▶ **Task instructions**
Output all entries verbatim. Skip pictures.

▶ **Given data**
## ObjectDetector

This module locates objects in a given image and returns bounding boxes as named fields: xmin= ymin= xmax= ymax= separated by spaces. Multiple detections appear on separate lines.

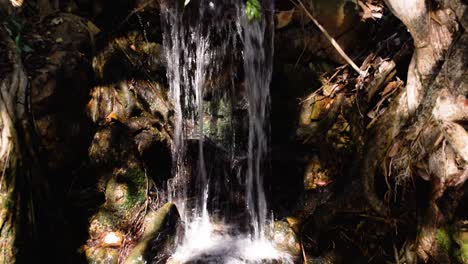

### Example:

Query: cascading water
xmin=161 ymin=0 xmax=290 ymax=263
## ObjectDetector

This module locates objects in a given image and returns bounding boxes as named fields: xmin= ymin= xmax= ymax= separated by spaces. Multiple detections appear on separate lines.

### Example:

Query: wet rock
xmin=306 ymin=250 xmax=343 ymax=264
xmin=124 ymin=203 xmax=180 ymax=264
xmin=304 ymin=156 xmax=336 ymax=191
xmin=24 ymin=14 xmax=94 ymax=169
xmin=85 ymin=247 xmax=119 ymax=264
xmin=44 ymin=13 xmax=98 ymax=56
xmin=265 ymin=221 xmax=301 ymax=258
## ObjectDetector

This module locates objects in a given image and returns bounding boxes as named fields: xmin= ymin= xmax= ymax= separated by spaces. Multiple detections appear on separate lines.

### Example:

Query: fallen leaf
xmin=106 ymin=112 xmax=119 ymax=123
xmin=276 ymin=8 xmax=295 ymax=29
xmin=50 ymin=17 xmax=63 ymax=26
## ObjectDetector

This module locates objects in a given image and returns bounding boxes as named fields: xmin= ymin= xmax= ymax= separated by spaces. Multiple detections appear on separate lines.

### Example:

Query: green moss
xmin=437 ymin=228 xmax=452 ymax=252
xmin=454 ymin=228 xmax=468 ymax=264
xmin=123 ymin=168 xmax=147 ymax=209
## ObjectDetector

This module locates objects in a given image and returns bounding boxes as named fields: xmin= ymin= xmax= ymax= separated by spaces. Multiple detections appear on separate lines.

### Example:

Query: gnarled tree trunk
xmin=361 ymin=0 xmax=468 ymax=263
xmin=0 ymin=27 xmax=27 ymax=263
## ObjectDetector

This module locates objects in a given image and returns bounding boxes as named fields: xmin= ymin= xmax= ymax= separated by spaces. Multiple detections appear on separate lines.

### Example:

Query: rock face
xmin=84 ymin=25 xmax=173 ymax=263
xmin=25 ymin=13 xmax=94 ymax=170
xmin=125 ymin=203 xmax=180 ymax=264
xmin=265 ymin=221 xmax=301 ymax=258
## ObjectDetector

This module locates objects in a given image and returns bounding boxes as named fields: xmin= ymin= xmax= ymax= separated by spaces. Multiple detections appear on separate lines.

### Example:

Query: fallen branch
xmin=291 ymin=0 xmax=365 ymax=76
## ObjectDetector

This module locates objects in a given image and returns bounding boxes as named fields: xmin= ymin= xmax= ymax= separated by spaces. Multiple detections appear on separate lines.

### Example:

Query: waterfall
xmin=239 ymin=1 xmax=274 ymax=239
xmin=161 ymin=0 xmax=286 ymax=263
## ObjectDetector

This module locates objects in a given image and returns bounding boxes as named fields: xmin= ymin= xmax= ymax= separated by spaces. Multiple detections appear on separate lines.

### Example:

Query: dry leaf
xmin=86 ymin=21 xmax=101 ymax=36
xmin=388 ymin=142 xmax=400 ymax=158
xmin=106 ymin=112 xmax=119 ymax=123
xmin=276 ymin=8 xmax=294 ymax=29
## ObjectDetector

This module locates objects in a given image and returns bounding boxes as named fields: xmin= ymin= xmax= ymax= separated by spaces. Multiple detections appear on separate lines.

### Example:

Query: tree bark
xmin=0 ymin=22 xmax=27 ymax=263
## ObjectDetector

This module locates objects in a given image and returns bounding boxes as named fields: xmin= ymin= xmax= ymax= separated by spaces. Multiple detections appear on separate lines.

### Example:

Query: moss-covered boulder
xmin=265 ymin=221 xmax=301 ymax=258
xmin=125 ymin=203 xmax=180 ymax=264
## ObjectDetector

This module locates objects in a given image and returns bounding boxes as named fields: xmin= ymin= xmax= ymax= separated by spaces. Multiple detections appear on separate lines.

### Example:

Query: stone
xmin=265 ymin=221 xmax=301 ymax=258
xmin=124 ymin=203 xmax=180 ymax=264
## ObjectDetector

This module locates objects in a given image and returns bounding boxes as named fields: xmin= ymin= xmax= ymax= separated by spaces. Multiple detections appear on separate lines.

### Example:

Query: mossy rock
xmin=124 ymin=203 xmax=180 ymax=264
xmin=85 ymin=247 xmax=119 ymax=264
xmin=265 ymin=221 xmax=301 ymax=257
xmin=453 ymin=228 xmax=468 ymax=264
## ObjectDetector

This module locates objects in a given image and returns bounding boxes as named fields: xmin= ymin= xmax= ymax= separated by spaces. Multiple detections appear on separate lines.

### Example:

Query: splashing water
xmin=161 ymin=0 xmax=291 ymax=263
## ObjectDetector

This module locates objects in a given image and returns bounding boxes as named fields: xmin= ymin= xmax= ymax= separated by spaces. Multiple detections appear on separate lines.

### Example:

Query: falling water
xmin=239 ymin=1 xmax=274 ymax=239
xmin=161 ymin=0 xmax=288 ymax=263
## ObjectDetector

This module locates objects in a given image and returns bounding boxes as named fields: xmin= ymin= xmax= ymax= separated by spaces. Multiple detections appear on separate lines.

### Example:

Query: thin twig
xmin=297 ymin=0 xmax=365 ymax=75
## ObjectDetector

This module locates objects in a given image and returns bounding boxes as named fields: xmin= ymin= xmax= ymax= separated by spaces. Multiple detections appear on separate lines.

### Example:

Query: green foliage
xmin=245 ymin=0 xmax=262 ymax=21
xmin=3 ymin=16 xmax=33 ymax=53
xmin=437 ymin=228 xmax=452 ymax=252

▶ **Response below**
## ObjectDetector

This module locates objects in a given image and returns bounding boxes as named fields: xmin= ymin= xmax= ymax= separated by spaces. Multiple detections appear on separate lines.


### Example:

Query: cascading water
xmin=161 ymin=0 xmax=290 ymax=263
## ObjectDetector

This module locates objects in a given image and returns bounding boxes as named fields: xmin= ymin= xmax= ymax= separated by spaces. Multiple detections appear on separate lines.

### Example:

Query: wet rock
xmin=306 ymin=250 xmax=343 ymax=264
xmin=124 ymin=203 xmax=180 ymax=264
xmin=304 ymin=156 xmax=336 ymax=191
xmin=24 ymin=14 xmax=94 ymax=169
xmin=85 ymin=247 xmax=119 ymax=264
xmin=44 ymin=13 xmax=98 ymax=56
xmin=265 ymin=221 xmax=301 ymax=258
## ObjectDetector

This module locates objects in a given image and returns bounding boxes as named fields: xmin= ymin= xmax= ymax= separated by spaces. Multiple detections appear on separate lines.

### Example:

Query: fallen leaf
xmin=106 ymin=112 xmax=119 ymax=123
xmin=276 ymin=8 xmax=295 ymax=29
xmin=50 ymin=17 xmax=63 ymax=26
## ObjectDetector

This module locates objects in a given image and returns bounding boxes as named fields: xmin= ymin= xmax= ymax= separated by spaces. Multiple detections appear on separate lines.

### Example:

Query: green moss
xmin=437 ymin=228 xmax=452 ymax=252
xmin=454 ymin=228 xmax=468 ymax=264
xmin=123 ymin=168 xmax=147 ymax=209
## ObjectDetector

This module locates objects in a given image and returns bounding boxes as named fields: xmin= ymin= xmax= ymax= separated by spaces. Multiple detections appear on separate lines.

### Example:

Query: gnarled tree trunk
xmin=361 ymin=0 xmax=468 ymax=263
xmin=0 ymin=27 xmax=27 ymax=263
## ObjectDetector

This module locates objects in a given image and returns bounding boxes as named fields: xmin= ymin= xmax= ymax= separated by spaces. Multiple detections appear on separate lines.

### Example:

Query: rock face
xmin=84 ymin=25 xmax=173 ymax=263
xmin=25 ymin=13 xmax=94 ymax=170
xmin=125 ymin=203 xmax=180 ymax=264
xmin=265 ymin=221 xmax=301 ymax=258
## ObjectDetector

This module locates objects in a given image and returns bounding boxes as named fields: xmin= ymin= xmax= ymax= separated by spaces. Multiple detections appear on separate lines.

### Example:

Query: fallen branch
xmin=291 ymin=0 xmax=365 ymax=76
## ObjectDetector

This module locates objects in a given image and returns bounding boxes as named fields: xmin= ymin= xmax= ymax= separated by spaces. Multiple detections appear on separate lines.

### Example:

Query: waterfall
xmin=239 ymin=1 xmax=274 ymax=239
xmin=161 ymin=0 xmax=286 ymax=263
## ObjectDetector

This module locates objects in a given image and returns bounding boxes as named fields: xmin= ymin= xmax= ymax= separated by spaces. Multiple detections appear on separate lines.

### Example:

Query: dry leaf
xmin=86 ymin=21 xmax=101 ymax=36
xmin=388 ymin=142 xmax=400 ymax=158
xmin=106 ymin=112 xmax=119 ymax=123
xmin=276 ymin=8 xmax=294 ymax=29
## ObjectDetector

This module locates objects in a given image and returns bounding boxes as named fields: xmin= ymin= xmax= ymax= separated by spaces. Multiple detections appear on separate lines.

### Example:

Query: tree bark
xmin=0 ymin=22 xmax=27 ymax=263
## ObjectDetector

This module locates objects in a given image and returns bounding boxes as named fields: xmin= ymin= xmax= ymax= separated by spaces. Multiple detections appear on separate lines.

### Example:

Query: moss-covered boulder
xmin=265 ymin=221 xmax=301 ymax=258
xmin=125 ymin=203 xmax=180 ymax=264
## ObjectDetector

This module locates objects in a given image and returns bounding boxes as named fields: xmin= ymin= xmax= ymax= separated by spaces. Multiple detections appear on separate lines.

### Example:

Query: stone
xmin=265 ymin=221 xmax=301 ymax=258
xmin=124 ymin=203 xmax=180 ymax=264
## ObjectDetector

This module locates objects in a given image and returns bounding boxes as named fields: xmin= ymin= xmax= ymax= separated by spaces. Multiple detections appear on separate lines.

### Example:

Query: mossy rock
xmin=124 ymin=203 xmax=180 ymax=264
xmin=85 ymin=247 xmax=119 ymax=264
xmin=265 ymin=221 xmax=301 ymax=257
xmin=453 ymin=228 xmax=468 ymax=264
## ObjectDetector

This module locates objects in a given image and returns bounding boxes as named fields: xmin= ymin= xmax= ymax= separated by spaces. Multiple detections appear on separate lines.

### Example:

Query: splashing water
xmin=161 ymin=0 xmax=291 ymax=263
## ObjectDetector

This module locates objects in a given image and returns bounding boxes as named fields: xmin= ymin= xmax= ymax= separated by spaces. Multiple detections appear on separate lines.

### Example:

Query: falling water
xmin=239 ymin=1 xmax=274 ymax=239
xmin=161 ymin=0 xmax=288 ymax=263
## ObjectDetector

This module locates objects in a given image and returns bounding boxes as named fields: xmin= ymin= xmax= ymax= separated by spaces. Multiple detections appear on separate lines.

### Example:

Query: thin twig
xmin=297 ymin=0 xmax=365 ymax=75
## ObjectDetector

This module locates objects in a given image and returns bounding boxes as named fields: xmin= ymin= xmax= ymax= separated by spaces. Multiple detections appear on separate lines.

### Example:

Query: green foliage
xmin=245 ymin=0 xmax=262 ymax=21
xmin=3 ymin=16 xmax=33 ymax=53
xmin=437 ymin=228 xmax=452 ymax=252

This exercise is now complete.